- _Excerpt_
"""
Day 1 - Module 3: Exercises

These exercises are based on the concepts and code presented in Module 3: Handling Complex Data Structures (src/03-complex-data/).

Exercise 3.1: Generating a Different Knowledge Graph

Goal: Practice using the LLM to generate structured knowledge graph output for a different topic.

Below is an example of the knowledge graph generated by the original script for the topic "relationship between cars, wheels and trains...". Your task is to modify the script to generate a similar graph for a different topic.

Example Knowledge Graph

Open the src/03-complex-data/knowledge-graphs.py script.

Locate the line where generate_graph is called:

graph = generate_graph("What is the relationship between cars, wheels and trains...")

Change the input string to a different topic that involves entities and relationships, for example: "Explain the main components of a simple web application: browser, web server, database, and how they interact."
Run the script (python3.11 knowledge-graphs.py). Ensure graphviz is installed (sudo apt-get update && sudo apt-get install -y graphviz).
"""
- _Source information_
"""
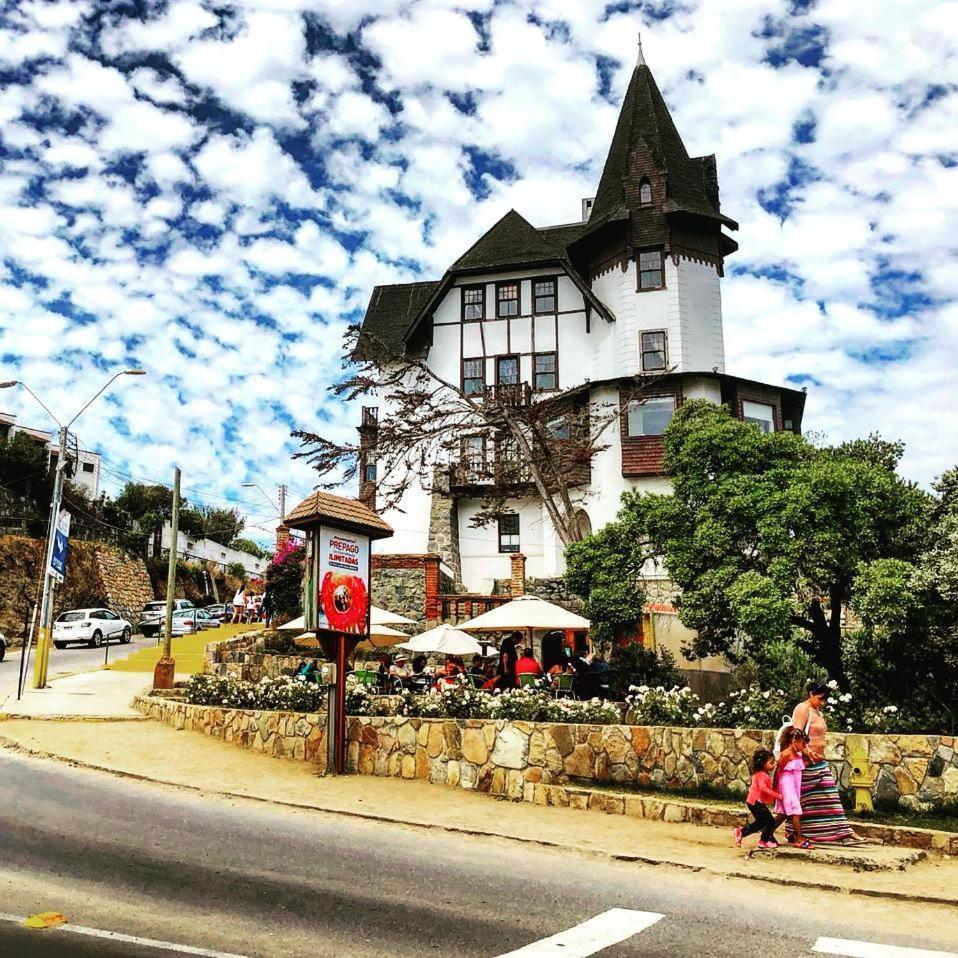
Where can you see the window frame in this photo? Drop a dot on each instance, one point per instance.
(463, 377)
(462, 303)
(554, 353)
(555, 295)
(517, 358)
(518, 300)
(664, 350)
(639, 271)
(645, 402)
(756, 422)
(510, 548)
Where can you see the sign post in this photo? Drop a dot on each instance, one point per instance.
(338, 581)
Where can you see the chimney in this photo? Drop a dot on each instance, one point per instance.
(517, 574)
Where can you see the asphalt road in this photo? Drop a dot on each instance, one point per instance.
(74, 658)
(257, 880)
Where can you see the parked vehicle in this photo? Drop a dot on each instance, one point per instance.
(220, 612)
(188, 621)
(90, 627)
(151, 618)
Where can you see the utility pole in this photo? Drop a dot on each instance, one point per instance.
(166, 667)
(42, 659)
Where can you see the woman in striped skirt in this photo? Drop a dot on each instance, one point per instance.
(823, 816)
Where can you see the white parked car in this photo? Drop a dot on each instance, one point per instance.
(188, 621)
(92, 627)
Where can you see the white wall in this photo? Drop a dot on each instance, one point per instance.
(699, 302)
(206, 550)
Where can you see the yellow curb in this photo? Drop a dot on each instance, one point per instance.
(45, 919)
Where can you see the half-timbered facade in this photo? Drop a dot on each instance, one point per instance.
(632, 290)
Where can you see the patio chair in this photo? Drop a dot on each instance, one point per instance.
(563, 687)
(366, 676)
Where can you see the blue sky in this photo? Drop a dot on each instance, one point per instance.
(210, 191)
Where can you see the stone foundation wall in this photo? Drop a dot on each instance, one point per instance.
(401, 590)
(125, 581)
(502, 758)
(297, 735)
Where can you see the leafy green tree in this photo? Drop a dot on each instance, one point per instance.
(604, 570)
(767, 536)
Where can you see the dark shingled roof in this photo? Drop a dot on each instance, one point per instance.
(513, 241)
(389, 315)
(645, 117)
(328, 509)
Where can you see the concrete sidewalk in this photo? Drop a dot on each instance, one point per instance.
(158, 753)
(96, 694)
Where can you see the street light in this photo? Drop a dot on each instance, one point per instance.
(46, 605)
(281, 509)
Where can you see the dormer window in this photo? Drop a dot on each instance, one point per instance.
(473, 302)
(651, 270)
(507, 299)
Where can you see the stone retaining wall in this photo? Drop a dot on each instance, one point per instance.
(503, 758)
(296, 735)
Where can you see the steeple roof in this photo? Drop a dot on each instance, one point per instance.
(645, 124)
(512, 241)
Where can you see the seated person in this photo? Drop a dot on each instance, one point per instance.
(527, 664)
(400, 668)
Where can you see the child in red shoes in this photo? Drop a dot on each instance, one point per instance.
(760, 795)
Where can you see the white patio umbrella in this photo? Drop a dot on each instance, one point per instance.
(444, 638)
(525, 613)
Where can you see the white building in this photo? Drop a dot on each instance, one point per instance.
(206, 550)
(86, 464)
(633, 290)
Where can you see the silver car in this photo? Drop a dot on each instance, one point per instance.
(90, 627)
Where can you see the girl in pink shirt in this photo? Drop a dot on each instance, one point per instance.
(760, 795)
(791, 764)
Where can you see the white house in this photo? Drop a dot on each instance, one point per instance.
(206, 550)
(634, 289)
(86, 464)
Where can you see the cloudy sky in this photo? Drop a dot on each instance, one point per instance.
(210, 191)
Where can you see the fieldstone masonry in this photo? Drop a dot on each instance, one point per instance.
(296, 735)
(506, 758)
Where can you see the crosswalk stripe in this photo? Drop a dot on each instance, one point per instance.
(68, 929)
(580, 941)
(870, 949)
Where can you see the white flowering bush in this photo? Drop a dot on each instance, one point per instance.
(661, 706)
(285, 693)
(588, 712)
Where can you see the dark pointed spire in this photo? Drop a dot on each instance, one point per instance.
(646, 125)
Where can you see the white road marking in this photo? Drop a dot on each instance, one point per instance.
(126, 939)
(870, 949)
(591, 936)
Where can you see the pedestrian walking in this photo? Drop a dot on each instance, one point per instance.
(760, 794)
(239, 605)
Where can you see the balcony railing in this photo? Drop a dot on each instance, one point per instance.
(455, 608)
(479, 472)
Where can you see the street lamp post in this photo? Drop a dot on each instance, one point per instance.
(42, 659)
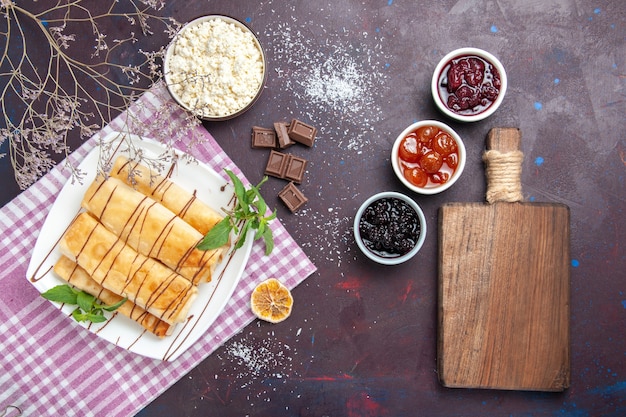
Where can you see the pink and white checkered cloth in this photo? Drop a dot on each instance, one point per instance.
(51, 367)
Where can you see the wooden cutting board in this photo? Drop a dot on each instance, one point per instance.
(504, 285)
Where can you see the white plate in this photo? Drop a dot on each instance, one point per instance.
(214, 190)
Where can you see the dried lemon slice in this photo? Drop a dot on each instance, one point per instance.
(271, 301)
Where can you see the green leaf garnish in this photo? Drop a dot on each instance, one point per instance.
(248, 213)
(89, 309)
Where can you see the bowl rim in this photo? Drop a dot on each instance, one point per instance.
(400, 259)
(434, 86)
(457, 173)
(169, 53)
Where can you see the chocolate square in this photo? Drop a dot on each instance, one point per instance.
(292, 197)
(284, 141)
(295, 169)
(263, 138)
(277, 164)
(302, 132)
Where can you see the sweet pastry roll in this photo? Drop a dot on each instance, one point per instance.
(180, 201)
(150, 228)
(71, 272)
(119, 268)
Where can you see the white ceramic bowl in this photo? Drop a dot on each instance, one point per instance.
(430, 188)
(189, 75)
(382, 259)
(487, 106)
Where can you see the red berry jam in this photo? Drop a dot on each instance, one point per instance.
(469, 85)
(428, 156)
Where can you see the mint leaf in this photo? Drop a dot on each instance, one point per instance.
(115, 306)
(61, 294)
(88, 308)
(217, 236)
(249, 210)
(85, 301)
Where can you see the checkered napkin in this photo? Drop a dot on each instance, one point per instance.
(52, 367)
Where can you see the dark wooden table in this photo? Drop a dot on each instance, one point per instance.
(361, 340)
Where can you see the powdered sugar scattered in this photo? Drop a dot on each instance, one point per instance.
(263, 358)
(335, 79)
(341, 78)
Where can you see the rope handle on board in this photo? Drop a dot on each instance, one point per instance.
(503, 165)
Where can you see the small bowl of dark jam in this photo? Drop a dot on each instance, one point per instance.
(469, 84)
(389, 228)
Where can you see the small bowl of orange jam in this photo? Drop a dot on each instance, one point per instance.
(428, 157)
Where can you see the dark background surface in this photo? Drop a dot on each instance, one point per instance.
(361, 340)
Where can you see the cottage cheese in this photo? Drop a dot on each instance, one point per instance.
(215, 68)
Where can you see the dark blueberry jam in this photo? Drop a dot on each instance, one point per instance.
(389, 227)
(469, 85)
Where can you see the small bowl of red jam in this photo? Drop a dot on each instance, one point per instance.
(469, 84)
(428, 157)
(389, 228)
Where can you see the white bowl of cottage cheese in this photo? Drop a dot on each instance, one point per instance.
(215, 67)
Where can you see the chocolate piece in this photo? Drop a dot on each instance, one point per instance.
(263, 138)
(295, 169)
(302, 132)
(286, 166)
(277, 164)
(284, 141)
(292, 197)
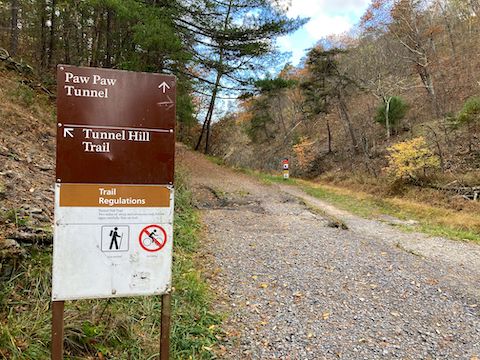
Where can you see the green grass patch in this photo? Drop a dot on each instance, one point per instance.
(126, 328)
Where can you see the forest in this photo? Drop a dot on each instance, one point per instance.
(393, 101)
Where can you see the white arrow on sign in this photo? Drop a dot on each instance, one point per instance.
(67, 131)
(168, 104)
(164, 86)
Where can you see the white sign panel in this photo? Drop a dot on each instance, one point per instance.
(112, 240)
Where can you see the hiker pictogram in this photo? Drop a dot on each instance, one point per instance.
(115, 238)
(152, 238)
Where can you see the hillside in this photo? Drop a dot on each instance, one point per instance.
(27, 163)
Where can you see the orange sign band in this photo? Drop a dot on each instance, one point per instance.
(99, 195)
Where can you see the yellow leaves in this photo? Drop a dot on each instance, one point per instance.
(409, 159)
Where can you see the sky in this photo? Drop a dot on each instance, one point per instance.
(327, 17)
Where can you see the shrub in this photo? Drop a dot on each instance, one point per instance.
(409, 160)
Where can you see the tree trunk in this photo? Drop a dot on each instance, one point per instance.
(108, 55)
(51, 47)
(208, 117)
(14, 29)
(329, 137)
(344, 115)
(427, 81)
(43, 35)
(387, 115)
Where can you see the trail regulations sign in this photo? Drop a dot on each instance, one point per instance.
(114, 190)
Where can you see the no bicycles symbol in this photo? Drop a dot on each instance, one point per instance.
(152, 238)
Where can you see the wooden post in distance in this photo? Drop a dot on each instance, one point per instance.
(57, 329)
(165, 326)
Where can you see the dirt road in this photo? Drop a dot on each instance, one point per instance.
(294, 287)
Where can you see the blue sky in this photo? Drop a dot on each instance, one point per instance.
(327, 17)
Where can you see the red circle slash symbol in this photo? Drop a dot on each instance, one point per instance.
(152, 238)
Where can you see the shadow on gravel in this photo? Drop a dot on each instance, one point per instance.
(207, 198)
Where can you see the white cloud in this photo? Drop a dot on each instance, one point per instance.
(322, 25)
(316, 8)
(328, 16)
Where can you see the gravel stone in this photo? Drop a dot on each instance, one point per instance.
(294, 288)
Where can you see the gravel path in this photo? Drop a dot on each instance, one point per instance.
(295, 288)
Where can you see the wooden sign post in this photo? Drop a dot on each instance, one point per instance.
(114, 190)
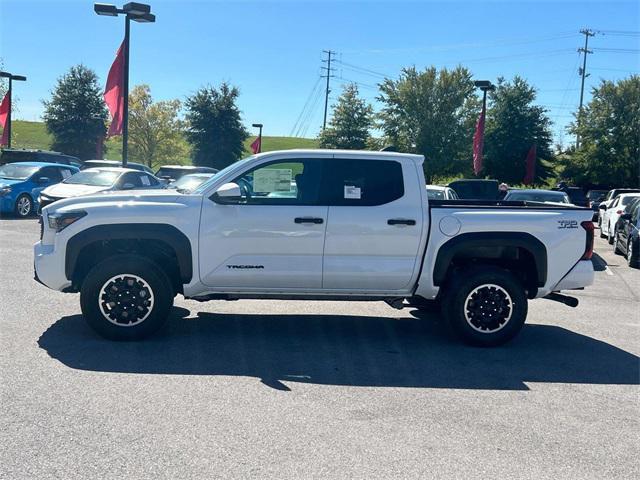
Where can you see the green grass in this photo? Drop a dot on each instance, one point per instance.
(34, 135)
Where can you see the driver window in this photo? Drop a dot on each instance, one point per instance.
(295, 182)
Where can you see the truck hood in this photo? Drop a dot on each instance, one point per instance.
(7, 182)
(66, 190)
(120, 197)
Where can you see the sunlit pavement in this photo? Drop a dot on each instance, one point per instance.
(309, 389)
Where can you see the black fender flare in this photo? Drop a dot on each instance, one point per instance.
(169, 234)
(470, 241)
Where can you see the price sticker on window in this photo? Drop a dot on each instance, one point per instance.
(352, 192)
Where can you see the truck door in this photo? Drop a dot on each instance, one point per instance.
(375, 225)
(273, 236)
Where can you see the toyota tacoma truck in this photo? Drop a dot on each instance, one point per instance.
(313, 225)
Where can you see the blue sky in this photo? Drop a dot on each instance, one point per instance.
(272, 50)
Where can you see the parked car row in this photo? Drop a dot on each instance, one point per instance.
(626, 240)
(27, 187)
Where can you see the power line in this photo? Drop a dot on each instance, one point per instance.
(328, 75)
(583, 73)
(296, 125)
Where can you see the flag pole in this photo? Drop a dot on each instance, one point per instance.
(125, 106)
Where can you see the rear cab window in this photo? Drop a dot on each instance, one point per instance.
(361, 182)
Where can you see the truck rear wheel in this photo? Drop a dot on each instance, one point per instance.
(485, 306)
(126, 297)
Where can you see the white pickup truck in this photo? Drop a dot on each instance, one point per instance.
(313, 224)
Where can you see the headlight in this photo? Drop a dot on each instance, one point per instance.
(60, 221)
"""
- _Things to do_
[1] Write out the part of the Module 3 exercises starting with "Open the src/03-complex-data/knowledge-graphs.py" and going on through "install -y graphviz).".
[2] Answer these questions from the Module 3 exercises:
(a) What is the stated goal of Exercise 3.1?
(b) Which script must be opened for the exercise?
(c) What command is given for running the script?

- _List of answers_
[1]
Open the src/03-complex-data/knowledge-graphs.py script.

Locate the line where generate_graph is called:

graph = generate_graph("What is the relationship between cars, wheels and trains...")

Change the input string to a different topic that involves entities and relationships, for example: "Explain the main components of a simple web application: browser, web server, database, and how they interact."
Run the script (python3.11 knowledge-graphs.py). Ensure graphviz is installed (sudo apt-get update && sudo apt-get install -y graphviz).

[2]
(a) To practice using the LLM to generate structured knowledge graph output for a different topic.
(b) src/03-complex-data/knowledge-graphs.py
(c) python3.11 knowledge-graphs.py